WRITTEN TASK A ::
Reproduce the listing below verbatim, from its first line through the line that contains "positive clicks: (272, 634)", with both of those lines included.

TEXT EXCERPT ::
• • • • •

The Act follows a larger trend among several states that have enacted similar captive audience bans.
The Constitutional Challenge
The Lawsuit in the Eastern District of California challenges the Act on essentially two grounds. First, the Lawsuit argues the Act violates the First and Fourteenth Amendments of the United States Constitution. Second the Lawsuit argues the Act is preempted by the NLRA.
The Lawsuit’s constitutional challenge contends the Act unfairly targets employers’ viewpoints on political matters by regulating the content of their communications and suppressing their ability to speak freely; thereby violating the First and Fourteenth Amendments. Specifically, by restricting speech on “matters relating to elections for political office, political parties, legislation, regulation, and the decision to join or support any political party or political or labor organization,” the Act is overbroad and unconstitutional content-based discrimination aimed at chilling employers’ speech. The Lawsuit also claims the Act will potentially leave workers without a full understanding of the implications of unionization.

• • • • •

THE DATA ::
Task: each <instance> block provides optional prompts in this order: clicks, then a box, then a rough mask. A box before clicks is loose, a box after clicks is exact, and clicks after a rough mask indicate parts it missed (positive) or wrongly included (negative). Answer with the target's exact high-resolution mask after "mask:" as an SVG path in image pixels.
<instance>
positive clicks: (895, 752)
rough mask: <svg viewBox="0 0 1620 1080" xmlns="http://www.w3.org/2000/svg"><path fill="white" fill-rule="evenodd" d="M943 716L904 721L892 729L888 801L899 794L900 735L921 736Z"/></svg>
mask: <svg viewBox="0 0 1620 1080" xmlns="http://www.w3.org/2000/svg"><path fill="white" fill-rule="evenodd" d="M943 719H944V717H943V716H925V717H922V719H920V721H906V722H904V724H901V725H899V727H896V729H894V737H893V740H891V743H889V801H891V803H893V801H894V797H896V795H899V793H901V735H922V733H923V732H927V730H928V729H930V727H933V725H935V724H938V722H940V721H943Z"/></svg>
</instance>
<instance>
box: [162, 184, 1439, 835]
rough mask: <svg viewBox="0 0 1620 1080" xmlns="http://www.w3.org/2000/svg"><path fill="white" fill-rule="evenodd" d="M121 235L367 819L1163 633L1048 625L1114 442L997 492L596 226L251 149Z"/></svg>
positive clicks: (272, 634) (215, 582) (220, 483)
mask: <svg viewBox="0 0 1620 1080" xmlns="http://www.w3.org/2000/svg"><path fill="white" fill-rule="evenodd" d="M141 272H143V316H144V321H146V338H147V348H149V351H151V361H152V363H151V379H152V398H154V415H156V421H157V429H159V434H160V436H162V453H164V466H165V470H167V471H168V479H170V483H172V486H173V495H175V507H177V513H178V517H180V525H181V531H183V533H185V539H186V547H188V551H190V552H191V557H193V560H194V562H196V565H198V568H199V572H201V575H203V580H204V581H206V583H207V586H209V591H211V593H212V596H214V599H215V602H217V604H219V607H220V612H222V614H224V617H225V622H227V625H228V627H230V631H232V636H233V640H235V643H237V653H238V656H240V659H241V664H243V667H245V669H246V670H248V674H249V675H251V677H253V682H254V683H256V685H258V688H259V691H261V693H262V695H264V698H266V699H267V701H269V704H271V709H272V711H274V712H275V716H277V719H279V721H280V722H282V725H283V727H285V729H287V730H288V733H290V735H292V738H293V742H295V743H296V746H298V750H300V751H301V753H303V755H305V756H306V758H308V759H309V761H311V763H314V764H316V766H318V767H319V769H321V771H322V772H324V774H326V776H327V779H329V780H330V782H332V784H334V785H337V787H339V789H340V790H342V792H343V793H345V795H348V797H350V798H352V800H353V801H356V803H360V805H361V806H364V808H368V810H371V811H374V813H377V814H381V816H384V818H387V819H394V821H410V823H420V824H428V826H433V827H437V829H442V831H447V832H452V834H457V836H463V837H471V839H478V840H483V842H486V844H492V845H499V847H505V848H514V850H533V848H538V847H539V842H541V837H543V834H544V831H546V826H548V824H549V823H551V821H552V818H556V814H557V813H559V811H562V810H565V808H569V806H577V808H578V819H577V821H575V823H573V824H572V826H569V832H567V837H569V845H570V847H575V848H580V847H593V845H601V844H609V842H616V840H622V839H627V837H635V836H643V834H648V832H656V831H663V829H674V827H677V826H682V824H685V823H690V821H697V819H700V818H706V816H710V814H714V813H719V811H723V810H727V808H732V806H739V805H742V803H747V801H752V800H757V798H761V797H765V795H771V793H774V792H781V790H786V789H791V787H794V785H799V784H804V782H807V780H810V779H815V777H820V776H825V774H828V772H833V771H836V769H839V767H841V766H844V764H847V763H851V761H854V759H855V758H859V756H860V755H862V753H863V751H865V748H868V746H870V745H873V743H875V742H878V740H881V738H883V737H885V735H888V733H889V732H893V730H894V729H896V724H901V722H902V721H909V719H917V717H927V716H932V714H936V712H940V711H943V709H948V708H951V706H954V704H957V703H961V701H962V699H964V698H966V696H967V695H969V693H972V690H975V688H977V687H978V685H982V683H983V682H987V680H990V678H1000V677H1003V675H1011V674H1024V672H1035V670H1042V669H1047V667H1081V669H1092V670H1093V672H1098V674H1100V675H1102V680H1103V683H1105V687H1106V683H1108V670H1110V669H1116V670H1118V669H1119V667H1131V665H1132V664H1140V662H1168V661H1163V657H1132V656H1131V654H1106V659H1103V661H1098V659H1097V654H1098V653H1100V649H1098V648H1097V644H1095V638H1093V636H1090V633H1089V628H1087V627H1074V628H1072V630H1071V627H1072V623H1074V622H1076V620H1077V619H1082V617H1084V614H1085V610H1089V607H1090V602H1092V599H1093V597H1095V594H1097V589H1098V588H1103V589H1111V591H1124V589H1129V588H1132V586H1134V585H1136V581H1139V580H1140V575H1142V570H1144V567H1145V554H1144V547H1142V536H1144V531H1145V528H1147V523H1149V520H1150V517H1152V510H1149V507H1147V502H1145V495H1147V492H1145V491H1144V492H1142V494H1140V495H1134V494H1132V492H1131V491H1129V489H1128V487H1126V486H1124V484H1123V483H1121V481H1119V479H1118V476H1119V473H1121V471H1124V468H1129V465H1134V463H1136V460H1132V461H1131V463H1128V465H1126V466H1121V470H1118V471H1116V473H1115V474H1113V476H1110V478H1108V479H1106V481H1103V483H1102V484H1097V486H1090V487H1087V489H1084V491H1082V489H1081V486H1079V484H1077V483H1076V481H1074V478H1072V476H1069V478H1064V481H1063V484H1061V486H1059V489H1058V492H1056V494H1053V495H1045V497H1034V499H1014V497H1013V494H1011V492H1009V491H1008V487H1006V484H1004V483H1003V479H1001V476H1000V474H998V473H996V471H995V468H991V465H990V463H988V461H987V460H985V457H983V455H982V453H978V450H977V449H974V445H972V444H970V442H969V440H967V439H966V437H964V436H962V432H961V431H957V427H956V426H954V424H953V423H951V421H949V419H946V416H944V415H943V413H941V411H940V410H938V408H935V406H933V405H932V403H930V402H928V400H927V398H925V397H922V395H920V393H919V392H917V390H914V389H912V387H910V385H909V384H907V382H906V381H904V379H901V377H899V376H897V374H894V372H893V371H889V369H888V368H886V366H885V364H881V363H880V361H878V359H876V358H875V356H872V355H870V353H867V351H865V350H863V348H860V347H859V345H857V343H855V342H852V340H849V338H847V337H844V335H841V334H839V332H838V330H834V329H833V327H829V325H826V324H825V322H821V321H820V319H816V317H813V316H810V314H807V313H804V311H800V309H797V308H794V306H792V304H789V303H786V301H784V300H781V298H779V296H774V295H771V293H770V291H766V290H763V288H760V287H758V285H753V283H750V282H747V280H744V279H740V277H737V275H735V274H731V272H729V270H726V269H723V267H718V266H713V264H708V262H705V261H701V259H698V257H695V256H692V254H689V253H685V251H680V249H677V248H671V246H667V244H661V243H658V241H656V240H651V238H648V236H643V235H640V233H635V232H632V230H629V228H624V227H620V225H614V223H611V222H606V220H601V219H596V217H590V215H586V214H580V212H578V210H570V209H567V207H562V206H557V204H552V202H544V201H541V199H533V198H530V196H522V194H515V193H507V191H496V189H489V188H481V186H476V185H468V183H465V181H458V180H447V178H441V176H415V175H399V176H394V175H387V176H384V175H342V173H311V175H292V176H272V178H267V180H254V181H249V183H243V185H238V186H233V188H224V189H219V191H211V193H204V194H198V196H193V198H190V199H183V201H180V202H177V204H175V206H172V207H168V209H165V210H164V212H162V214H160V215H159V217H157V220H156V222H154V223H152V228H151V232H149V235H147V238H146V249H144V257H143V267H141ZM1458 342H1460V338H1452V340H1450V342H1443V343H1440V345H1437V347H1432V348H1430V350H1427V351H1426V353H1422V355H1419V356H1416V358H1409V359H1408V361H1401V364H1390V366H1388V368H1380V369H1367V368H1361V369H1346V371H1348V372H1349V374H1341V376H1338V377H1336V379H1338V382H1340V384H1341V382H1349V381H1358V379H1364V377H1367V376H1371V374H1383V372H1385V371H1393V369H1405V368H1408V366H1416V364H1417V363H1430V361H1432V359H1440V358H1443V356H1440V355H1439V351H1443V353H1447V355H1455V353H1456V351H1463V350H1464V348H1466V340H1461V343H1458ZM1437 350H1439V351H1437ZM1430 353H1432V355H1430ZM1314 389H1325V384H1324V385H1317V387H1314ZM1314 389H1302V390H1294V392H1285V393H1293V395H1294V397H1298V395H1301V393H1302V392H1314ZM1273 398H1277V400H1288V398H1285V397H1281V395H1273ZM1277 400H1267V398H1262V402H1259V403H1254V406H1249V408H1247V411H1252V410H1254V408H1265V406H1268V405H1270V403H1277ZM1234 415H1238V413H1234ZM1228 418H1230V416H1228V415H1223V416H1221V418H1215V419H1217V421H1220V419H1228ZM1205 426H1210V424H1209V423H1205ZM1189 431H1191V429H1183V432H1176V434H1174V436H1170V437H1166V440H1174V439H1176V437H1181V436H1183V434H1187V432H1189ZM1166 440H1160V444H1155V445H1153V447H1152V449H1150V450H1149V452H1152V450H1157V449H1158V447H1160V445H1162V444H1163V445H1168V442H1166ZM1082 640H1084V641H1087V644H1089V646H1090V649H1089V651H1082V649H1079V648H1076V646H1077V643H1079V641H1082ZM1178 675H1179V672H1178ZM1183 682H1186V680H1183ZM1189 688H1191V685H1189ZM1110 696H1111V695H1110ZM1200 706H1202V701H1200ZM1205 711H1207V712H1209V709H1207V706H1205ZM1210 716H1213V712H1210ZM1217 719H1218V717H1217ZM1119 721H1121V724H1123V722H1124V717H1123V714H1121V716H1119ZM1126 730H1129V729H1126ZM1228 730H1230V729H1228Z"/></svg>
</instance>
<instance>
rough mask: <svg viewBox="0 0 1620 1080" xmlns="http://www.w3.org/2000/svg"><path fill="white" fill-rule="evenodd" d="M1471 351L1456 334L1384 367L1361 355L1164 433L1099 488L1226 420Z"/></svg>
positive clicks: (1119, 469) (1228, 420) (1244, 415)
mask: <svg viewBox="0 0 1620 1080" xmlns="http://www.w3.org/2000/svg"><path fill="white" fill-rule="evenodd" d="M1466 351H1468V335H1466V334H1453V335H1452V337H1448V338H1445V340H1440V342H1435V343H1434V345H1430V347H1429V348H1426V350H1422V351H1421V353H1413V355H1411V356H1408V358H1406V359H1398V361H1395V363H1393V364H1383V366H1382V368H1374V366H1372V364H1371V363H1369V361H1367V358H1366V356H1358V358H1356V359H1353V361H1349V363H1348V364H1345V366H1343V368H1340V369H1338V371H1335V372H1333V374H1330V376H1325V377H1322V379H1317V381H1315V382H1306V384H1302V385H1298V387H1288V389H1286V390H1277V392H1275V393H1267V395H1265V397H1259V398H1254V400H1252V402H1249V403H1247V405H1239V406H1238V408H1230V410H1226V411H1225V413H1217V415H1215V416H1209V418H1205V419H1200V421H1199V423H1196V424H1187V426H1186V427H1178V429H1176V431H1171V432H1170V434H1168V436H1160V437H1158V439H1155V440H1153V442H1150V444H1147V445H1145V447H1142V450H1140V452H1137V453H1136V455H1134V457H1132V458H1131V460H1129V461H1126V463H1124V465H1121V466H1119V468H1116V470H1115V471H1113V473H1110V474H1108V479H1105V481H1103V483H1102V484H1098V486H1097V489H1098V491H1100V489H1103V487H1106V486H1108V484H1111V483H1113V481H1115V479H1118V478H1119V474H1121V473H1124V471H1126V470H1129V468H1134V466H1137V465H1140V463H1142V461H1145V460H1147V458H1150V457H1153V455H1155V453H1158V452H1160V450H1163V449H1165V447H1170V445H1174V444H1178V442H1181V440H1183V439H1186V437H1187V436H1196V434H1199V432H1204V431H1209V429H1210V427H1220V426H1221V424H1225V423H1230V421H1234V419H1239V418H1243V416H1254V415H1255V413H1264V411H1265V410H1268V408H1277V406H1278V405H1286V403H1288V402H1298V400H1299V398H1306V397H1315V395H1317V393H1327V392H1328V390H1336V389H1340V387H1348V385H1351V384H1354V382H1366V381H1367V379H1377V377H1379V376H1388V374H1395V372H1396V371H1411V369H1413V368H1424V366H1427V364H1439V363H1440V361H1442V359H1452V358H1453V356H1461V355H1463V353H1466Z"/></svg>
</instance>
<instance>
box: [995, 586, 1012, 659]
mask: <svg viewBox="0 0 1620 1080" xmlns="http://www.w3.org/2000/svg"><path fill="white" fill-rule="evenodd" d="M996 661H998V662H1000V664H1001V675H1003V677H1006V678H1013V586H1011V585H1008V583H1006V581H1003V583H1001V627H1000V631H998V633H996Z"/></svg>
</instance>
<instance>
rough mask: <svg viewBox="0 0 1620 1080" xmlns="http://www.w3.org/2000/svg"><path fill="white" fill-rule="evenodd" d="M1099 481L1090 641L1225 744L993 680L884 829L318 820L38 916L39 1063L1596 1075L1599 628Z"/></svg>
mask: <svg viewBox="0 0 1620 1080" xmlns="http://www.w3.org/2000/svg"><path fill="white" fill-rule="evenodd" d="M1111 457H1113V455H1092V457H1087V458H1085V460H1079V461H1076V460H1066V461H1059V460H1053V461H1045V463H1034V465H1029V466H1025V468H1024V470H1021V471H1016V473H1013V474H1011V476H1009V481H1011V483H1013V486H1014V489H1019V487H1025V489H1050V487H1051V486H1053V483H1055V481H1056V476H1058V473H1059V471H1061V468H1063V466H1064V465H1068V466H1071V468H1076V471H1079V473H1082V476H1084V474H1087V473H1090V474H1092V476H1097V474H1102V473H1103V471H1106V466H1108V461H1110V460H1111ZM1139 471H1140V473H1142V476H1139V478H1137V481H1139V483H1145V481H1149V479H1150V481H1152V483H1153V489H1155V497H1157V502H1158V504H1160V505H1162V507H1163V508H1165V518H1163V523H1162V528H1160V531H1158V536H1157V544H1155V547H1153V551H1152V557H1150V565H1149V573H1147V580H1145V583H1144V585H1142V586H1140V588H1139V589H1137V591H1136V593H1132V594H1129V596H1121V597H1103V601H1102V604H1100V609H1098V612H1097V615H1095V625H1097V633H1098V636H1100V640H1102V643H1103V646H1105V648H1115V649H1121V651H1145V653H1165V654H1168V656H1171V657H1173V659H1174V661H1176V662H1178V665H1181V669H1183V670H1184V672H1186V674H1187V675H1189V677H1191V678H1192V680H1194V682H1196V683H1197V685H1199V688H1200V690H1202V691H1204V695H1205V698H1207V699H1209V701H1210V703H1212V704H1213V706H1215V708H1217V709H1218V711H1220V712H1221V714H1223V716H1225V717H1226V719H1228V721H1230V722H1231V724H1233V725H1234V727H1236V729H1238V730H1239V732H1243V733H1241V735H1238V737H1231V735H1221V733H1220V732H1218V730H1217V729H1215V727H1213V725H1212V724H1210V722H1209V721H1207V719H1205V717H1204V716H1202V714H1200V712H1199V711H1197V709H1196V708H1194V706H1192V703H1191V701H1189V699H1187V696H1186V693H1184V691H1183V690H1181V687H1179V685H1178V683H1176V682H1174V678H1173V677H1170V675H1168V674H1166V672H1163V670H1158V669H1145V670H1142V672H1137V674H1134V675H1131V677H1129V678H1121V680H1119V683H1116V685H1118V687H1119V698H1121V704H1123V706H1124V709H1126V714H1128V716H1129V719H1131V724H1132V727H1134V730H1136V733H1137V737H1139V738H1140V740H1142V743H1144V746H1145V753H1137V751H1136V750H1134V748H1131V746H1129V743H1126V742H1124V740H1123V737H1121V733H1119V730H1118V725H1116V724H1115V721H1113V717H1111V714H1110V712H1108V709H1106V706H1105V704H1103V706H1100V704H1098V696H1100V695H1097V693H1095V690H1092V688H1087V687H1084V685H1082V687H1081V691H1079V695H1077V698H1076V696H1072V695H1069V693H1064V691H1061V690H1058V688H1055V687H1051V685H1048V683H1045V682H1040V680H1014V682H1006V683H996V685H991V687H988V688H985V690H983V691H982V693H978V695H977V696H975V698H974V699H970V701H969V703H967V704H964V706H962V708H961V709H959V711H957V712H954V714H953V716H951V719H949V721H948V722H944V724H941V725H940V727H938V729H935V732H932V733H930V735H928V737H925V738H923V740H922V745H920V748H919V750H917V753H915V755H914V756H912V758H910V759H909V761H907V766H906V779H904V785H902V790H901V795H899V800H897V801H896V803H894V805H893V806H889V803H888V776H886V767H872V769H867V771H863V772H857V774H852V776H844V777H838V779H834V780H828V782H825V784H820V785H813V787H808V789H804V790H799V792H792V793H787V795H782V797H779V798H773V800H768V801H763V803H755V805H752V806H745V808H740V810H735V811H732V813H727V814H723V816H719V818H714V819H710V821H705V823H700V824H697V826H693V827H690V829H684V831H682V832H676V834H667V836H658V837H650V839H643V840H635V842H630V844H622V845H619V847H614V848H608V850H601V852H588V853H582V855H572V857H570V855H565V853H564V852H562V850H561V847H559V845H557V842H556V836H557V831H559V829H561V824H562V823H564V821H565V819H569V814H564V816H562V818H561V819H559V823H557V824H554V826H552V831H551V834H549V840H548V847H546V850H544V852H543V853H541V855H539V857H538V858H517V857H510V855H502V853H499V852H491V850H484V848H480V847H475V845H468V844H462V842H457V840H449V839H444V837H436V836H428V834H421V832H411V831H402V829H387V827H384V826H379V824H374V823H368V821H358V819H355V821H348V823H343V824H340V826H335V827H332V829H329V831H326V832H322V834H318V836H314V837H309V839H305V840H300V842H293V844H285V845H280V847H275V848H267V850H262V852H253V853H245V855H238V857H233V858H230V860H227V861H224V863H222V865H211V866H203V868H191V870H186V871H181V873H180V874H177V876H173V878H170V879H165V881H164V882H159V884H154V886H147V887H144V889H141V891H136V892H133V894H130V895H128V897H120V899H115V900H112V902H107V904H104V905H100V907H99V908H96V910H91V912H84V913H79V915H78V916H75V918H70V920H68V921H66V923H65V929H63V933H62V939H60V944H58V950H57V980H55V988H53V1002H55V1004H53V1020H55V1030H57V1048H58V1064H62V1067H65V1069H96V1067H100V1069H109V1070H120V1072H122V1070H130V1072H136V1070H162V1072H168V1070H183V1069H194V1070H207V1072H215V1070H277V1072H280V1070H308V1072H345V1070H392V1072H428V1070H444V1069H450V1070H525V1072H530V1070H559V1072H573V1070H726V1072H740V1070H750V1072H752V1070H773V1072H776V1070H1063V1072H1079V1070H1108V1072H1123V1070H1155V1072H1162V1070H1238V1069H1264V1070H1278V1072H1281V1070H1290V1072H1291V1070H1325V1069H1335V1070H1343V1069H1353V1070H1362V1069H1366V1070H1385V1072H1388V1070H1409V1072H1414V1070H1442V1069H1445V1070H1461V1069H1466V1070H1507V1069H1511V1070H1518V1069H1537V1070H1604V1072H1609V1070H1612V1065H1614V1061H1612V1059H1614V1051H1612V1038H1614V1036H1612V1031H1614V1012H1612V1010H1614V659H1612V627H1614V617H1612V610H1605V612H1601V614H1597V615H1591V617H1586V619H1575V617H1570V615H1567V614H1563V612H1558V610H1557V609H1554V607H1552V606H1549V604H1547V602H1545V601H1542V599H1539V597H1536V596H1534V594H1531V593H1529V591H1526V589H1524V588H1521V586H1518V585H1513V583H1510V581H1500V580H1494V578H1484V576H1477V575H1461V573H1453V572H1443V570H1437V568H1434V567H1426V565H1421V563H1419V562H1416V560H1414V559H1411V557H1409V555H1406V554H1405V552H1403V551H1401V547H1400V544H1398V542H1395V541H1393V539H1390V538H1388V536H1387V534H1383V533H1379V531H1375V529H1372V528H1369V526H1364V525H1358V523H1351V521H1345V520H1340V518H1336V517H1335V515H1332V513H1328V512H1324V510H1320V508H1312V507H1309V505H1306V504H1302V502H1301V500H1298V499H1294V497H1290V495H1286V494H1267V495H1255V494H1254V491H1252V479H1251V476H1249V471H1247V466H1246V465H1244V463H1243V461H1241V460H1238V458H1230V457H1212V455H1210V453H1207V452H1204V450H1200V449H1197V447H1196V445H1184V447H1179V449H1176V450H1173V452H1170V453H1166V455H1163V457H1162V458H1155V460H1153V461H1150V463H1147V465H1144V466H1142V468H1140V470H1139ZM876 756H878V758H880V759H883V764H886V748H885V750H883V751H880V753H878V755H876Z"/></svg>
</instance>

• • • • •

WRITTEN TASK B ::
Answer these questions using the passage above on the captive audience lawsuit:
(i) What have several states enacted, according to the passage?
(ii) In which court was the Lawsuit filed?
(iii) According to the Lawsuit, what might workers be left without under the Act?

OUTPUT A ::
Task: each <instance> block provides optional prompts in this order: clicks, then a box, then a rough mask. A box before clicks is loose, a box after clicks is exact, and clicks after a rough mask indicate parts it missed (positive) or wrongly included (negative). Answer with the target's exact high-resolution mask after "mask:" as an SVG path in image pixels.
<instance>
positive clicks: (895, 752)
rough mask: <svg viewBox="0 0 1620 1080" xmlns="http://www.w3.org/2000/svg"><path fill="white" fill-rule="evenodd" d="M943 716L904 721L892 729L888 801L899 794L900 735L921 736Z"/></svg>
mask: <svg viewBox="0 0 1620 1080" xmlns="http://www.w3.org/2000/svg"><path fill="white" fill-rule="evenodd" d="M943 719H944V717H943V716H925V717H922V719H920V721H906V722H904V724H901V725H899V727H896V729H894V737H893V740H891V743H889V801H891V803H893V801H894V797H896V795H899V793H901V735H922V733H923V732H927V730H928V729H930V727H933V725H935V724H938V722H940V721H943Z"/></svg>
</instance>
<instance>
box: [162, 184, 1439, 835]
rough mask: <svg viewBox="0 0 1620 1080" xmlns="http://www.w3.org/2000/svg"><path fill="white" fill-rule="evenodd" d="M121 235L367 819L1163 633L1048 625L1114 442L997 492L596 226L251 149Z"/></svg>
positive clicks: (272, 634) (215, 582) (220, 483)

OUTPUT B ::
(i) Similar captive audience bans.
(ii) The Eastern District of California.
(iii) A full understanding of the implications of unionization.